◆ Quoted text:
Let $S$ be a set and let $\equiv$ be an equivalence relation on $S$. Let us define a quotient set algebra of $S$ and $\equiv$ to be a set $A$ with a function $\iota \in A^S$ such that

$\forall a \in S. \forall b \in S. (a \equiv b) \implies (\iota(a) = \iota(b))$

A quotient set algebra homomorphism of $S$ and $\equiv$ is a function $f \in B^A$ between two quotient set algebras $A$ and $B$ such that

$\forall a \in S. f(\iota_A(a)) = \iota_B(a)$

The category of quotient set algebras of $S$ and $\equiv$ is the category $QSA(S, \equiv)$ whose objects $Ob(QSA(S, \equiv))$ are quotient set algebras of $S$ and $\equiv$ and whose morphisms $Mor(QSA(S, \equiv))$ are quotient set algebra homomorphisms of $S$ and $\equiv$. The quotient set of $S$ and $\equiv$, denoted $S/\equiv$, is defined as the initial object in the category of quotient set algebras of $S$ and $\equiv$.

### In homotopy type theory

Let $(T,\equiv)$ be a setoid. The quotient set $T/\equiv$ is inductively generated by the following:

• a function $\iota: T \to T/\equiv$

• a family of dependent terms

$a:T, b:T \vdash eq_{T/\equiv}(a, b): (a \equiv b) \to (\iota(a) =_{T/\equiv} \iota(b))$
• a family of dependent terms

$a:T/\equiv, b:T/\equiv \vdash \tau(a, b): isProp(a =_{T/\equiv} b)$

◆ Collected material:
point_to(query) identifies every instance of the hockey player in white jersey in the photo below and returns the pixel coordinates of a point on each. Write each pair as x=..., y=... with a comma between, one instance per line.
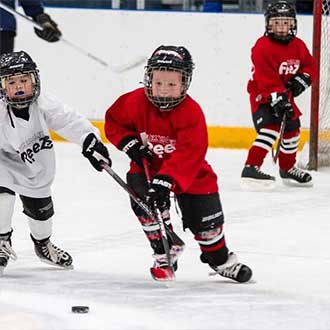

◆ Written tasks:
(1) Write out the part of the text on quotient sets that opens with the words containing "Let $S$ be a" and closes with "algebras of $S$ and $\equiv$.".
(2) List every term that the text on quotient sets defines before the heading "In homotopy type theory".
The data was taken from a different source than the text on quotient sets.

◆ Results for the exercise:
(1)
Let $S$ be a set and let $\equiv$ be an equivalence relation on $S$. Let us define a quotient set algebra of $S$ and $\equiv$ to be a set $A$ with a function $\iota \in A^S$ such that

$\forall a \in S. \forall b \in S. (a \equiv b) \implies (\iota(a) = \iota(b))$

A quotient set algebra homomorphism of $S$ and $\equiv$ is a function $f \in B^A$ between two quotient set algebras $A$ and $B$ such that

$\forall a \in S. f(\iota_A(a)) = \iota_B(a)$

The category of quotient set algebras of $S$ and $\equiv$ is the category $QSA(S, \equiv)$ whose objects $Ob(QSA(S, \equiv))$ are quotient set algebras of $S$ and $\equiv$ and whose morphisms $Mor(QSA(S, \equiv))$ are quotient set algebra homomorphisms of $S$ and $\equiv$. The quotient set of $S$ and $\equiv$, denoted $S/\equiv$, is defined as the initial object in the category of quotient set algebras of $S$ and $\equiv$.

(2)
- Quotient set algebra of $S$ and $\equiv$
- Quotient set algebra homomorphism of $S$ and $\equiv$
- Category of quotient set algebras of $S$ and $\equiv$, $QSA(S, \equiv)$
- Quotient set of $S$ and $\equiv$, $S/\equiv$